▸ **Given instruction**: Put the records from the line containing "Task: indicate the coastal strip" through the line containing "214), (350, 70)]" into a Markdown table with the columns No. and Line, one numbered row per line and blank lines left out.

-- START Extracted information --

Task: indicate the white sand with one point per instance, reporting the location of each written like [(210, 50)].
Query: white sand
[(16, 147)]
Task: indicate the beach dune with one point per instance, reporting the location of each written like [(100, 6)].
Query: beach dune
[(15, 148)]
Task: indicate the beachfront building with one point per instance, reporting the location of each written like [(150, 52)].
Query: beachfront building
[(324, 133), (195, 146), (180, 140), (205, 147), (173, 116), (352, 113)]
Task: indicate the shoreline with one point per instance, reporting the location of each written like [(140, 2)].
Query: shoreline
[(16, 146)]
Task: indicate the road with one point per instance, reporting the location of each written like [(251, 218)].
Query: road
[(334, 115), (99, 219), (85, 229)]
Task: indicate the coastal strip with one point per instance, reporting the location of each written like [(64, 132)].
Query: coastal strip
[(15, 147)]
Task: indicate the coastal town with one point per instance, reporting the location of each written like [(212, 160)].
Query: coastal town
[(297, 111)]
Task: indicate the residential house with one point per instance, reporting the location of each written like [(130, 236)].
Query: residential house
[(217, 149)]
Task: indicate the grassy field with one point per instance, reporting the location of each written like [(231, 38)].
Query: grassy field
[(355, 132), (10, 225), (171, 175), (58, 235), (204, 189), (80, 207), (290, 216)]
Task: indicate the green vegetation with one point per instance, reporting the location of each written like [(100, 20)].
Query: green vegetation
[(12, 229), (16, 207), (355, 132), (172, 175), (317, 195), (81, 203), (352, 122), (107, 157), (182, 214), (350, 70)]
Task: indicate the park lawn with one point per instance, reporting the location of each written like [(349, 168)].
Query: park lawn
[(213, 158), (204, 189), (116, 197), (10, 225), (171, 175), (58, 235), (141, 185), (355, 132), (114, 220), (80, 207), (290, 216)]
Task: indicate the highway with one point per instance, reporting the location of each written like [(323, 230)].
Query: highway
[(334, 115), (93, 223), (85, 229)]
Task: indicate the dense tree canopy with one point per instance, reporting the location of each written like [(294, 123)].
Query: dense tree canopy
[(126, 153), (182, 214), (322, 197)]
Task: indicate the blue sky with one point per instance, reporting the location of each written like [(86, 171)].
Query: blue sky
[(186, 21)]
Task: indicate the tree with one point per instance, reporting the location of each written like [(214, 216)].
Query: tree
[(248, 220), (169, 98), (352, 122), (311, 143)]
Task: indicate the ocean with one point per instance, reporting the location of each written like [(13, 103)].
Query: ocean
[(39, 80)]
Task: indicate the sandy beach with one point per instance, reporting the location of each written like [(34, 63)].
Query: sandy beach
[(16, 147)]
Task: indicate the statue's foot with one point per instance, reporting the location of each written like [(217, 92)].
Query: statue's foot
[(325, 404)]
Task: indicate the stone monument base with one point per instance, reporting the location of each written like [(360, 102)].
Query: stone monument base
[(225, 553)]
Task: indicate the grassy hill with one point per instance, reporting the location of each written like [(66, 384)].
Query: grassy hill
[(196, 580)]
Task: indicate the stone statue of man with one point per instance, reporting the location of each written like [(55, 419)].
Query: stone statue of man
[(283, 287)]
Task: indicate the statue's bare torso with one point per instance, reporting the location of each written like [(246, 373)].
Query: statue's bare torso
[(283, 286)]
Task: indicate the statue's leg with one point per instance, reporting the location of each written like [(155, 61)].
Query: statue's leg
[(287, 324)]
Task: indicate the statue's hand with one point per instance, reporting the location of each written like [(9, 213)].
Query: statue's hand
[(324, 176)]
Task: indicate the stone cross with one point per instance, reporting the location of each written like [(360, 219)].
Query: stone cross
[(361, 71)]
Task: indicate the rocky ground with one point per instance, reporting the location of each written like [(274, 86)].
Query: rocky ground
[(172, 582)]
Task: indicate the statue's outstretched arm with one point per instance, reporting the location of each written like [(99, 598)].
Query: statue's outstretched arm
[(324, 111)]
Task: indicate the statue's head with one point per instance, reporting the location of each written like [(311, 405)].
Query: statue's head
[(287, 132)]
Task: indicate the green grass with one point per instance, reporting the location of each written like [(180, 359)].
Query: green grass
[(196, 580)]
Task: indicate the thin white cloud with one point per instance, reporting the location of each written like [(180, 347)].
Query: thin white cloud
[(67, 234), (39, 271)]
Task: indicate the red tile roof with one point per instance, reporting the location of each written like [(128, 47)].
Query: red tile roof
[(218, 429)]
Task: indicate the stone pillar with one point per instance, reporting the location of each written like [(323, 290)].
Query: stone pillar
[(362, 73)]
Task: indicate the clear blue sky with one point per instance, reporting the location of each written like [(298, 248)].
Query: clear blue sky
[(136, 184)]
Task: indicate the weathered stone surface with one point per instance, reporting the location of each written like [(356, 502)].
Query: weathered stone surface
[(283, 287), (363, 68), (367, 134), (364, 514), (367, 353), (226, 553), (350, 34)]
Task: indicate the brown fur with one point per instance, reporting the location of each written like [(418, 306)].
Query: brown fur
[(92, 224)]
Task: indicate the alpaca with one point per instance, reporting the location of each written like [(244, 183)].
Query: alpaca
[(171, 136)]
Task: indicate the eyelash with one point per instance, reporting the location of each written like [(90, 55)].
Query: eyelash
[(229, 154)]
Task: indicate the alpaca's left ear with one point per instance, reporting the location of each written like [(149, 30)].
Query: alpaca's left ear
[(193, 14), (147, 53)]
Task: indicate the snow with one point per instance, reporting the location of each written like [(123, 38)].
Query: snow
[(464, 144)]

-- END Extracted information --

▸ **Result**:
| No. | Line |
|---|---|
| 1 | Task: indicate the coastal strip with one point per instance, reporting the location of each written like [(64, 132)]. |
| 2 | Query: coastal strip |
| 3 | [(15, 147)] |
| 4 | Task: indicate the coastal town with one point per instance, reporting the location of each written like [(212, 160)]. |
| 5 | Query: coastal town |
| 6 | [(297, 111)] |
| 7 | Task: indicate the residential house with one point per instance, reporting the location of each written like [(130, 236)]. |
| 8 | Query: residential house |
| 9 | [(217, 149)] |
| 10 | Task: indicate the grassy field with one point per instance, reporting the location of each written like [(231, 38)]. |
| 11 | Query: grassy field |
| 12 | [(355, 132), (10, 225), (171, 175), (58, 235), (204, 189), (80, 207), (290, 216)] |
| 13 | Task: indicate the green vegetation with one point per instance, reporting the location of each written like [(100, 20)]. |
| 14 | Query: green vegetation |
| 15 | [(12, 229), (16, 207), (355, 132), (172, 175), (317, 195), (81, 203), (352, 122), (107, 157), (182, 214), (350, 70)] |